#### WRITTEN PROBLEM
Please continue the email thread about skipping the OOM reaper delay for cgroup-frozen tasks, starting right after its last sentence.

#### TEXT
On Fri 29-08-25 14:55:49, zhongjinji wrote:
> The oom reaper is a mechanism to guarantee a forward process during OOM
> situation when the oom victim cannot terminate on its own (e.g. being
> blocked in uninterruptible state or frozen by cgroup freezer). In order
> to give the victim some time to terminate properly the oom reaper is
> delayed in its invocation. This is particularly beneficial when the oom
> victim is holding robust futex resources as the anonymous memory tear
> down can break those. [1]
> 
> On the other hand deliberately frozen tasks by the freezer cgroup will
> not wake up until they are thawed in the userspace and delay is
> effectively pointless. Therefore opt out from the delay for cgroup
> frozen oom victims.

Location labeling records:
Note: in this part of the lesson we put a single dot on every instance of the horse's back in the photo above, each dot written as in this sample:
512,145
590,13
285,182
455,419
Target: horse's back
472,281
==
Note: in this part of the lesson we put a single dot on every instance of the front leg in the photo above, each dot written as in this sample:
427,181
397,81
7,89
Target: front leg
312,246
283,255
==
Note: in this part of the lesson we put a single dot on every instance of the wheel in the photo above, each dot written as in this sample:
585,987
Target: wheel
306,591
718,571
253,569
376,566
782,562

#### FINAL RESULT
> 
> Reference:
> [1] https://lore.kernel.org/all/20220414144042.677008-1-npache@redhat.com/T/#u
> 
> Signed-off-by: zhongjinji <zhongjinji@honor.com>

Acked-by: Michal Hocko <mhocko@suse.com>
Thanks

> ---
>  mm/oom_kill.c | 9 ++++++++-
>  1 file changed, 8 insertions(+), 1 deletion(-)
> 
> diff --git a/mm/oom_kill.c b/mm/oom_kill.c
> index 25923cfec9c6..a5e9074896a1 100644
> --- a/mm/oom_kill.c
> +++ b/mm/oom_kill.c
> @@ -700,7 +700,14 @@ static void queue_oom_reaper(struct task_struct *tsk)
>  
>  	get_task_struct(tsk);
>  	timer_setup(&tsk->oom_reaper_timer, wake_oom_reaper, 0);
> -	tsk->oom_reaper_timer.expires = jiffies + OOM_REAPER_DELAY;
> +	tsk->oom_reaper_timer.expires = jiffies;
> +
> +	/*
> +	 * If the task is frozen by the cgroup freezer, the delay is unnecessary
> +	 * because it cannot exit until thawed. Skip the delay for frozen victims.
> +	 */
> +	if (!frozen(tsk))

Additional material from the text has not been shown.